◆ Request 1 ◆
Condense the paragraph of the text on Euclidean spaces that begins "For 3D-Euclidean spaces" into a brief bulleted list that keeps its main facts.
◆ Request 2 ◆
Reproduce the passage of the text on Euclidean spaces starting at "Figure 3: Six" and ending at "Adam Weeks Marano.".

◆ Article ◆
Figure 3: Six "Small" Orientable Euclidean Spaces. By properly identifying the opposing faces of a parallelepiped or a hexagonal prism, one obtains six finite and orientable Euclidean spaces. The unmarked pairs of walls are glued by simple translations. The others are glued with the orientations shown by the doors. (a) hypertorus (b) hypertorus with a quarter turn (c) hypertorus with a half-turn (d) hypertorus with a one-sixth turn (e) hypertorus with a one-third turn (f) Hantzsche-Wendt space. Courtesy Adam Weeks Marano.

For 3D-Euclidean spaces, the fundamental domains are either a finite or infinite parallelepiped, or a prism with a hexagonal base, corresponding to the two ways of tiling Euclidean space. The various combinations generate seventeen multi-connected Euclidean spaces (for an exhaustive study, see Riazuelo et al. 2004), the simplest of which being the hypertorus $\bf{T}^3$, whose fundamental domain is a parallelepiped of which opposite faces are identified by translations. Seven of these spaces, called slabs and chimneys, have an infinite volume. The ten other are of finite volume, six of them being orientable hypertori. All of them could correctly describe the spatial part of the flat universe models, as they are consistent with recent observational data which constrain the space curvature to be very close to zero. They are also consistent with current inflationary scenarios for the big bang, according to which the observable universe can appear to be arbitrarily close to be flat. Note also that calculations about the quantum creation of the universe from vacuum energy fluctuations favor the compact case, but it is by no means a cut and dried issue, given the lack of a satisfactory quantum gravity theory.

Data entries
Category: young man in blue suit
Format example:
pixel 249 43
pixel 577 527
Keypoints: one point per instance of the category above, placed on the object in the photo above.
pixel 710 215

◆ Complete output 1 ◆
- Fundamental domains of 3D Euclidean spaces are either a finite or infinite parallelepiped or a hexagonal-based prism, matching the two ways of tiling Euclidean space.
- These combinations yield seventeen multi-connected Euclidean spaces. The simplest is the hypertorus, a parallelepiped whose opposite faces are identified by translations.
- Seven of them, called slabs and chimneys, have infinite volume. The other ten are finite, and six of those are orientable hypertori.
- All could describe the spatial part of flat universe models. They fit recent observations that put space curvature very near zero, and they fit current inflationary big bang scenarios.
- Calculations of the universe's quantum creation from vacuum energy fluctuations favor the compact case. The question remains open because there is no satisfactory quantum gravity theory.

◆ Complete output 2 ◆
Figure 3: Six "Small" Orientable Euclidean Spaces. By properly identifying the opposing faces of a parallelepiped or a hexagonal prism, one obtains six finite and orientable Euclidean spaces. The unmarked pairs of walls are glued by simple translations. The others are glued with the orientations shown by the doors. (a) hypertorus (b) hypertorus with a quarter turn (c) hypertorus with a half-turn (d) hypertorus with a one-sixth turn (e) hypertorus with a one-third turn (f) Hantzsche-Wendt space. Courtesy Adam Weeks Marano.